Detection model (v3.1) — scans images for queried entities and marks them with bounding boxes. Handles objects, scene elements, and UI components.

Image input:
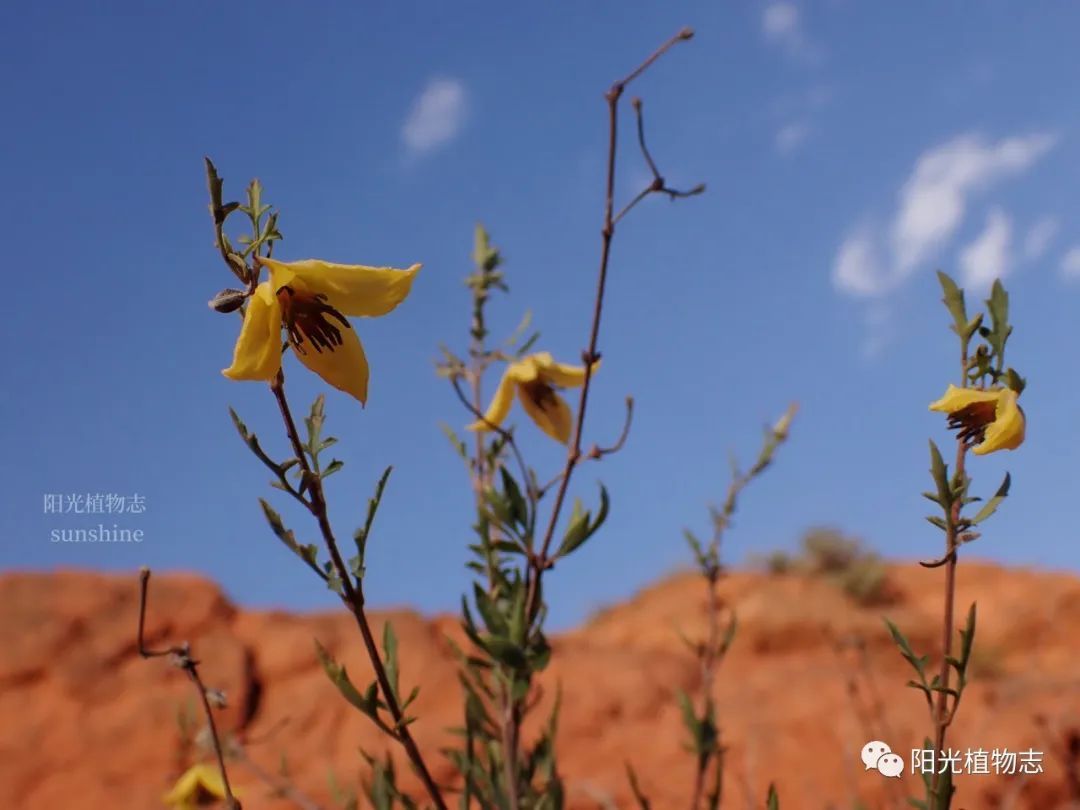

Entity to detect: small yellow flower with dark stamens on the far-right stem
[930,386,1026,456]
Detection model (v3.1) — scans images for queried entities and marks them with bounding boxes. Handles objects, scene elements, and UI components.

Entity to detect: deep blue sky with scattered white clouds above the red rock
[0,0,1080,626]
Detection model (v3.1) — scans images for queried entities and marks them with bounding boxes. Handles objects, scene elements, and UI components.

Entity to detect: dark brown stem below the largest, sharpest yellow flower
[270,369,446,810]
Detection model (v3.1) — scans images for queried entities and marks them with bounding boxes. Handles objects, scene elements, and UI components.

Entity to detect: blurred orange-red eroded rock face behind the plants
[0,561,1080,810]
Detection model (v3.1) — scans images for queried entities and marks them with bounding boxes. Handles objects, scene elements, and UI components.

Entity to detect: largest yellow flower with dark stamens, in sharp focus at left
[221,258,420,404]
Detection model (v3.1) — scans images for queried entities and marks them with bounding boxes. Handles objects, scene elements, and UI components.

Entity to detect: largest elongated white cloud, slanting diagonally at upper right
[833,134,1056,297]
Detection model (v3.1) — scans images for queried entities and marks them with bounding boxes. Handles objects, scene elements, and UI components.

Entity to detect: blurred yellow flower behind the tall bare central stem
[469,352,600,444]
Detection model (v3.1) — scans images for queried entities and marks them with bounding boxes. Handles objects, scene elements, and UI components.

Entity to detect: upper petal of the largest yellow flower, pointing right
[259,258,421,318]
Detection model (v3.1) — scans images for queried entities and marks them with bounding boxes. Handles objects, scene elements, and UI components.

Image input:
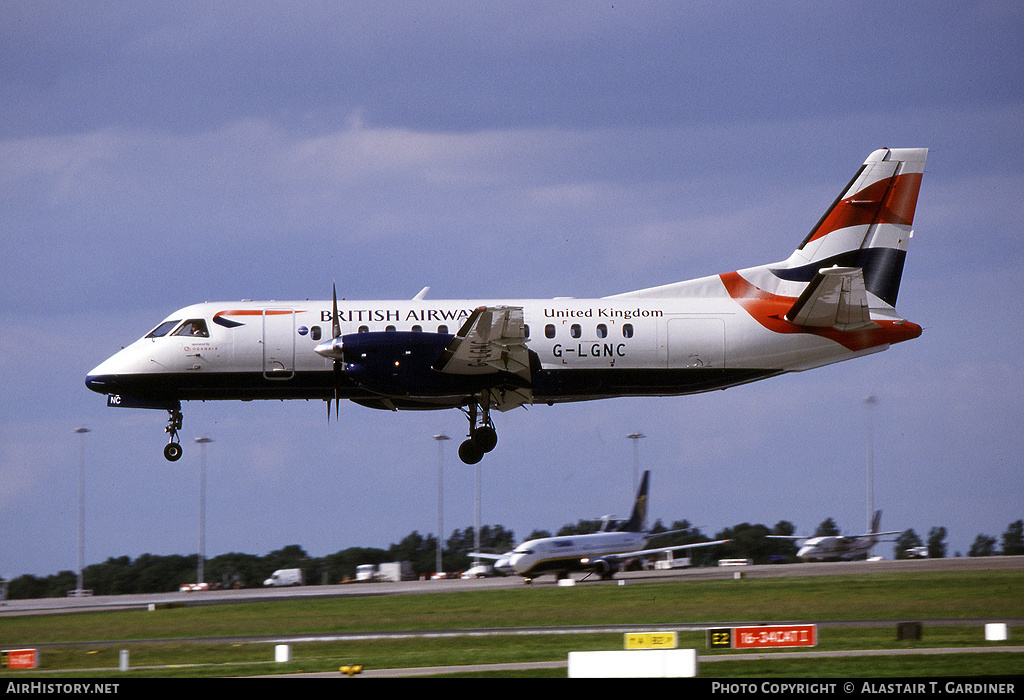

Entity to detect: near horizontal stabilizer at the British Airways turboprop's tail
[785,267,873,331]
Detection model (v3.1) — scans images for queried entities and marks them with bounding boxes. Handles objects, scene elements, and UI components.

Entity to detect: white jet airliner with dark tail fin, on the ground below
[470,472,729,583]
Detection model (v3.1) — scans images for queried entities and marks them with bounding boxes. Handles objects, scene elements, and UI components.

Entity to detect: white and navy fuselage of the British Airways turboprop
[86,290,920,408]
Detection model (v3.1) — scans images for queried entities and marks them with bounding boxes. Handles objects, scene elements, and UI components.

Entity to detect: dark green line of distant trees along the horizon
[7,518,1024,600]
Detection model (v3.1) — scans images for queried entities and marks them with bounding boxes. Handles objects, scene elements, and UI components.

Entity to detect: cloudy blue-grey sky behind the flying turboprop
[0,0,1024,578]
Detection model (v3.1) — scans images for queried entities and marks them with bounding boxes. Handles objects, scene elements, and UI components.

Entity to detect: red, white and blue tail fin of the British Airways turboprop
[770,148,928,306]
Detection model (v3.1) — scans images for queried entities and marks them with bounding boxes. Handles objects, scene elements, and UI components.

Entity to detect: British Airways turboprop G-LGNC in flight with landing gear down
[85,148,928,464]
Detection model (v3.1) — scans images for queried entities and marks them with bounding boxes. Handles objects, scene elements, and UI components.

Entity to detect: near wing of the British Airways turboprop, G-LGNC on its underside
[433,306,534,410]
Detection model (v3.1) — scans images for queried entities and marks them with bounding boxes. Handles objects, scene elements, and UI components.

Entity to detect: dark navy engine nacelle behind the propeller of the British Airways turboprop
[340,331,496,396]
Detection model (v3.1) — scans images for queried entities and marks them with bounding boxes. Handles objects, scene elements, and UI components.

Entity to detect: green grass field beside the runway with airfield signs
[0,571,1024,677]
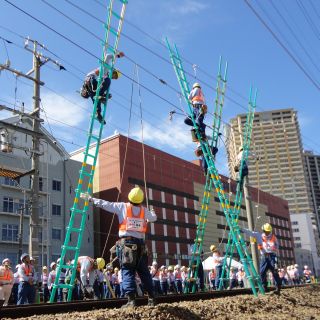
········
EXERCISE PROMPT: If an entry holds an image, omit that image and print the remainder exactly as it stands.

RESPONSE:
Detection model (v3.1) — scans images for queried entities and marks them with bounding boxes. Handles objects, scene elements, and UI components.

Image input:

Entity to detect: small yellow flower with dark stamens on the far-right stem
[930,386,1026,456]
Detection model (v3.1) — scans images for queried entities and marks them with bounding boxes. Handles objects, scene elements, and UI components.

Entity to detect: deep blue sky with scattered white clouds above the red rock
[0,0,1080,626]
Detection model (v3.1) — scans images for queried entities and marks them with bounding boxes. Handles objects, scene elements, and UI components.

Entity to detect: dark brown stem below the largest, sharpest yellow flower
[270,369,446,810]
Detection model (v3.1) — scans images for queried entities and marks them with bounding boxes. Handles objects, scene elements, and UI components.

Entity to detect: blurred orange-red eroded rock face behind the plants
[0,561,1080,810]
Detection model (v3.1) — scans images for queried entities and marks them with bounding boxes. Handles objects, scene elements, and UI components.

Entity to detect: largest yellow flower with dark stamens, in sharp focus at left
[221,258,420,404]
Detection model (v3.1) — scans images for queried entities and marks them with bounding boxes. Handles objects, scene elements, and UI components.

Entity to detect: largest elongated white cloud, slanting diagonally at upper right
[833,134,1056,297]
Detection model (v3.1) — scans images for queried entities and marks them with bounding boxes. Handles objects, scene elements, and UI components.

Entity to detect: blurred yellow flower behind the tall bare central stem
[469,352,600,444]
Detection model (v3.1) — scans images for queried entities and marks them with bounding boxes. Handles objects, scene elements, and UI components.

Entity to detect: upper petal of the largest yellow flower, pointing right
[259,258,421,318]
Detection model (v3.1) — scans images for queried entities and marks them with bounding boxes. Handles objects, scene elements, and UI components.

Image input:

Entity to detect: near horizontal stabilizer at the British Airways turboprop's tail
[785,267,873,331]
Detection model (v3.1) — scans images for queried entities and marks them with bounding boxes. Handles objects, scene elements, and UI components.

Entity to detect: white jet airliner with dark tail fin, on the ground below
[470,472,729,583]
Detection model (v3.1) — scans images for queried entities and marks them with bounding boxes. Handles objects, scene elements, and UI components.

Entity to detect: white and navy fuselage of the British Airways turboprop
[86,290,920,408]
Detection model (v3.1) — scans images for queried entities and marks them with bounding boxes. Handles objects, scene elements, and UI components.

Entity to detect: dark green line of distant trees along the horizon
[7,518,1024,600]
Detection model (v3.1) — scans images for queried entities and marks them with bounding boxes. Handles objects, scene elements, and UI components.

Entity to detect: cloudy blue-grey sky behind the flying turboprop
[0,0,1024,578]
Detection model (v3.1) — scans images for queried entities and marks them with bounding boxes. Handles objects, scene elements, and UI components.

Entity to detect: red, white and blue tail fin of the British Airways turboprop
[770,148,928,306]
Detection model (v3.1) — scans images for queried entities and marks them with bounding boxes. Handles objects, scene elements, and UI components.

Entity to detect: British Airways turboprop G-LGNC in flight with landing gear down
[85,148,928,464]
Detection model (v3.1) — scans images for queried entities and marks them with bounding boxes. Handles objects, scene elements, and UI components.

Entity to detect: near wing of the British Airways turboprop, G-LGNC on its underside
[433,306,534,410]
Detection model (v3.1) — scans images for queried entities and marks them with bounding boxes. Handles objects, scene elements, and UI components.

Entity to detect: dark navy engine nacelle behind the propeller of the British Airways turboprop
[340,331,496,396]
Detection model (v3.1) — scans images for queried entities and marks them with bounding boxes. Handles objects, scene elements, and UI components.

Entity to detect: green grass field beside the runway with airfield signs
[0,571,1024,677]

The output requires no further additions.